# What is asked
Repeat only the rows in the part that opens with the line containing "of the parked" and closes with the line containing "[[178, 421], [875, 385]]", both ends included and requests kept. Multiply every coordinate in the answers by 2, rounding to whole numbers with halves going up.
[start]
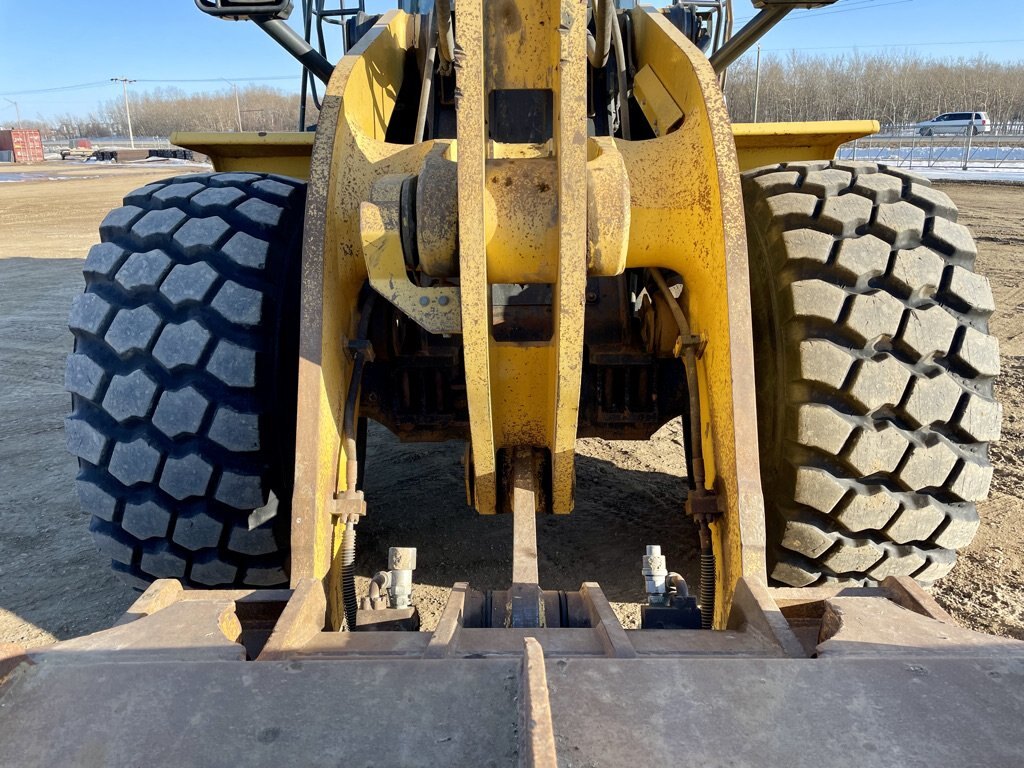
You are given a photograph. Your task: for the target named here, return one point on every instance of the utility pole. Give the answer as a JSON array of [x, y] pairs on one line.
[[16, 112], [757, 86], [238, 107], [124, 86]]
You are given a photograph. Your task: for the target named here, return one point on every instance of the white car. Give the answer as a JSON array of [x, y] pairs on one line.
[[956, 122]]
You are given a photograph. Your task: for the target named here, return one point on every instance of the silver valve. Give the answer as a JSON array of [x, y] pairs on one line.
[[655, 573], [400, 563]]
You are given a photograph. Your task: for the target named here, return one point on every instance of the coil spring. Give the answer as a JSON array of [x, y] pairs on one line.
[[348, 574]]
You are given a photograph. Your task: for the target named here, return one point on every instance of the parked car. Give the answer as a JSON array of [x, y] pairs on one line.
[[956, 122]]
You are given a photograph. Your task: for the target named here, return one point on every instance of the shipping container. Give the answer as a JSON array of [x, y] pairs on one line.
[[27, 145]]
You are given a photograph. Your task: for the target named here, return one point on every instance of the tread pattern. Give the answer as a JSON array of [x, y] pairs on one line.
[[178, 421], [875, 385]]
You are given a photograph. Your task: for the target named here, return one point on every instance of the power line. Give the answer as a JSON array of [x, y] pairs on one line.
[[217, 80], [80, 86], [855, 5], [900, 45]]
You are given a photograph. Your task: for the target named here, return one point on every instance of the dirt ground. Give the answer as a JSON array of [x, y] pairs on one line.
[[53, 585]]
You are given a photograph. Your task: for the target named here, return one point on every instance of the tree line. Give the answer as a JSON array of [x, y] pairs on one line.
[[161, 112], [896, 89]]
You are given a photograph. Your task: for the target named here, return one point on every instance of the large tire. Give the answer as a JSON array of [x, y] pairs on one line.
[[875, 372], [183, 380]]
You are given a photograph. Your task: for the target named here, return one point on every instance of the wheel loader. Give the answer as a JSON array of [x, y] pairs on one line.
[[517, 223]]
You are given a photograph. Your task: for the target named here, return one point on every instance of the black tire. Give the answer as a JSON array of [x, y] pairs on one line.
[[875, 372], [183, 380]]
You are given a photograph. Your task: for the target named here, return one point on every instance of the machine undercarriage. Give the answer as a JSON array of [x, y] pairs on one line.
[[516, 224]]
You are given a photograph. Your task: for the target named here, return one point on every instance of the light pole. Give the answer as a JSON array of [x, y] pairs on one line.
[[16, 112], [238, 107], [124, 86]]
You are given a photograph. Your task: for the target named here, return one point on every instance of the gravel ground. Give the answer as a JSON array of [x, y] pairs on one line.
[[54, 586]]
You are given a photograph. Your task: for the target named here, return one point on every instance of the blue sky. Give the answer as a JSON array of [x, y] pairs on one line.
[[57, 43]]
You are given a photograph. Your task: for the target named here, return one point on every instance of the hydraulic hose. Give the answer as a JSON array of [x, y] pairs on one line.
[[445, 38], [624, 95], [350, 432], [708, 565], [599, 43]]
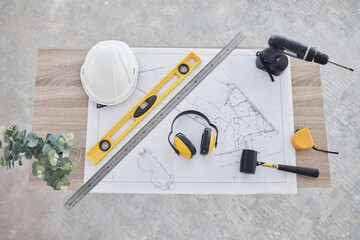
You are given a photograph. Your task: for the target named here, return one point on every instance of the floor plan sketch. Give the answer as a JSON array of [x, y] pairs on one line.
[[238, 116], [250, 111]]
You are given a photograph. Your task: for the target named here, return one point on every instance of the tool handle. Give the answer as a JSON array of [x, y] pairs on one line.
[[312, 172], [292, 48]]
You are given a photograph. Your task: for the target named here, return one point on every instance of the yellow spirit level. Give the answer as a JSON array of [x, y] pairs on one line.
[[140, 110]]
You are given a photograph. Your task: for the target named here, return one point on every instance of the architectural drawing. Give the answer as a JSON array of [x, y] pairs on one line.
[[249, 111]]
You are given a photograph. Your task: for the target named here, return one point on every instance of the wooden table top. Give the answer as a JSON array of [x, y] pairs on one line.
[[61, 105]]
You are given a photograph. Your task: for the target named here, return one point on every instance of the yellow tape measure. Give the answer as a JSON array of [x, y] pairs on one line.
[[140, 110]]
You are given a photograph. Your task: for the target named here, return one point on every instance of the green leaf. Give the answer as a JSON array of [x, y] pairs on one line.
[[34, 166], [46, 175], [7, 154], [53, 140], [65, 181], [31, 136], [28, 154], [52, 179], [57, 185], [43, 160], [46, 149], [20, 136], [73, 165], [15, 150], [67, 166], [32, 143], [40, 168], [2, 161]]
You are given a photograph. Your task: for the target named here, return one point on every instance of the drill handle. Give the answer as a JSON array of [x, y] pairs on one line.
[[292, 48], [312, 172]]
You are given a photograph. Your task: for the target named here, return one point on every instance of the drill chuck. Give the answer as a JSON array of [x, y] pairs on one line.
[[273, 61], [297, 49]]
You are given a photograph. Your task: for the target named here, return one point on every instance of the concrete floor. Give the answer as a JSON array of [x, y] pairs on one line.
[[332, 26]]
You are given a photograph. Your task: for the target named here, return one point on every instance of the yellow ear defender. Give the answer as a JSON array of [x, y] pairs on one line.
[[184, 147], [302, 140]]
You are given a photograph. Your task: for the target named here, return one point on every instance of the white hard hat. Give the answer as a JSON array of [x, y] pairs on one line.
[[109, 73]]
[end]
# Output below
You are given a photograph. Your task: for the target named here, return one point on every instance of the parked car. Give the answer as a JSON array of [x, y] pairs on one line.
[[1912, 244]]
You are given a photograph. Your task: for the target named here, return one point on every instance of the shipping container. Give the answer as a JSON array of [x, y] pairs on one line.
[[54, 290]]
You are given a photograph. Your task: for the target named here, return one point on every instance of the tread pattern. Give the answer as a JSON array of [x, y] pairs on one line.
[[356, 842], [1750, 770]]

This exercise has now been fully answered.